------ Material shown ------
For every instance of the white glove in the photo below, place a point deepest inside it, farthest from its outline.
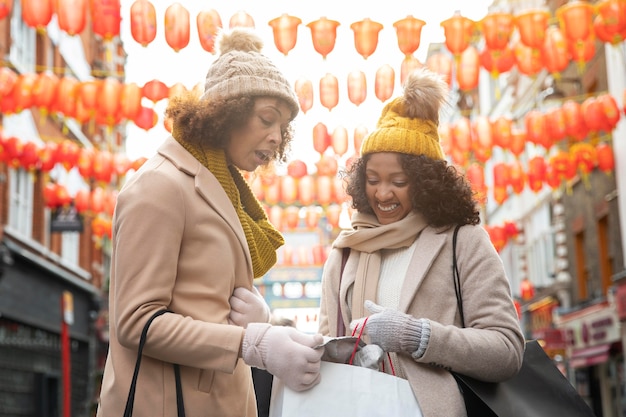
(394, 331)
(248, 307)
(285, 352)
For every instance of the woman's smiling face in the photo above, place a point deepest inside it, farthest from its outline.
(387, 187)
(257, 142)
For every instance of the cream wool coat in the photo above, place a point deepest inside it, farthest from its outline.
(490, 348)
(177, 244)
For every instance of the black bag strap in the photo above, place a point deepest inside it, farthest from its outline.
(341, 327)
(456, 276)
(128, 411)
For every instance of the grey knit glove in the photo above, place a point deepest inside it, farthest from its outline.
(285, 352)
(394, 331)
------
------ Material shown ------
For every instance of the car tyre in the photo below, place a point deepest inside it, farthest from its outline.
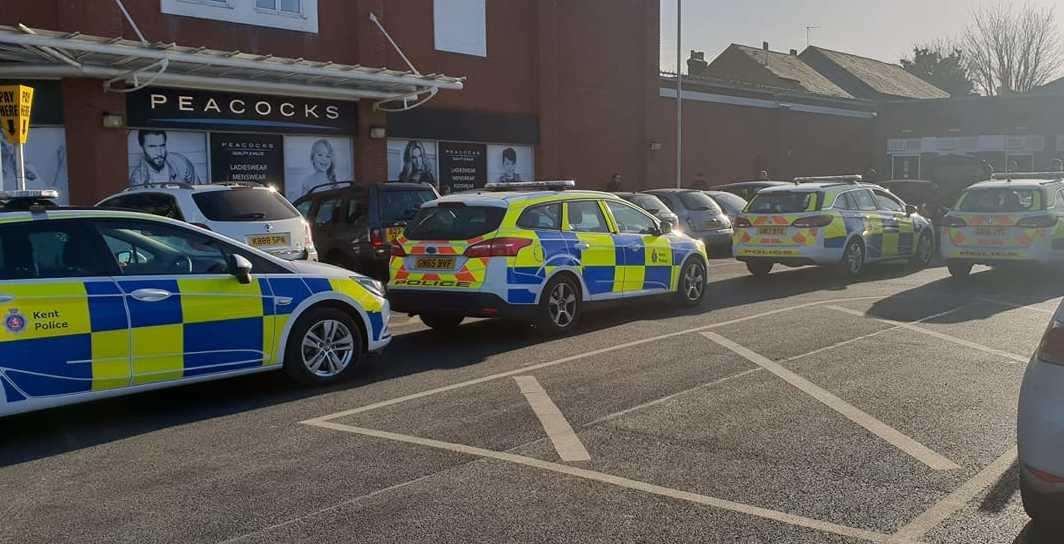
------
------ Material shown ------
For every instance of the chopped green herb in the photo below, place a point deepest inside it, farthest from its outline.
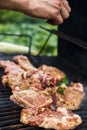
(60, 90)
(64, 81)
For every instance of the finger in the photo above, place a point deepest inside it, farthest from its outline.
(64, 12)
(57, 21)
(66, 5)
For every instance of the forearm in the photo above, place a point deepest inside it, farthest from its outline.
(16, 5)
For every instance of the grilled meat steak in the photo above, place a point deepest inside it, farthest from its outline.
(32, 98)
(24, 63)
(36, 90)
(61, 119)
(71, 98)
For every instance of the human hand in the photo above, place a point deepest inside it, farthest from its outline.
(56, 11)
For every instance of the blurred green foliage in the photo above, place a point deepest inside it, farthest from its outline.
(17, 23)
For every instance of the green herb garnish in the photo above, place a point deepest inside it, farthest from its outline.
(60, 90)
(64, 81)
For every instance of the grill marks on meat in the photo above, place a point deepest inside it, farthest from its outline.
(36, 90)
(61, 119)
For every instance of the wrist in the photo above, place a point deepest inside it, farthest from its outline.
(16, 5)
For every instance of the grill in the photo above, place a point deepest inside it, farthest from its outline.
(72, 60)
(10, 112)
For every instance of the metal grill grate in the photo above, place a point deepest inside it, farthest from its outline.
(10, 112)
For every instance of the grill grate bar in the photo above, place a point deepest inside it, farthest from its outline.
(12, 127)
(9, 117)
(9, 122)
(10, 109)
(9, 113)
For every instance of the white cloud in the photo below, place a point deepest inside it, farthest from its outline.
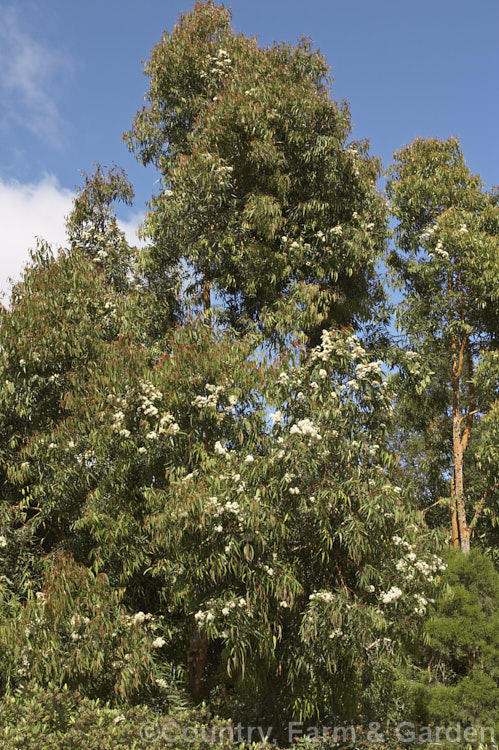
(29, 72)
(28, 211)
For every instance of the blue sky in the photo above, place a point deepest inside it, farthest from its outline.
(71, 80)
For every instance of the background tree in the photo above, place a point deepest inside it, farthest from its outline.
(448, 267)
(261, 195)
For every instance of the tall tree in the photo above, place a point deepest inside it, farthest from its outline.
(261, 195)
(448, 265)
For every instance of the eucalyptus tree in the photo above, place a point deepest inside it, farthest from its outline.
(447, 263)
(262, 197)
------
### Task directions
Find each line in the records that contains the string "tree" and copy those lines out in full. Case counts, so uppercase and lowercase letters must match.

### Expected answer
For every instance of the background tree in the photo above, place a point deepest inside it, farthest from its outline.
For every instance of the tall tree in the photo above, place a point deepest inside it, farthest from its outline.
For every instance of the eucalyptus tree in the photo above, place a point deepest inside it, farthest from its outline.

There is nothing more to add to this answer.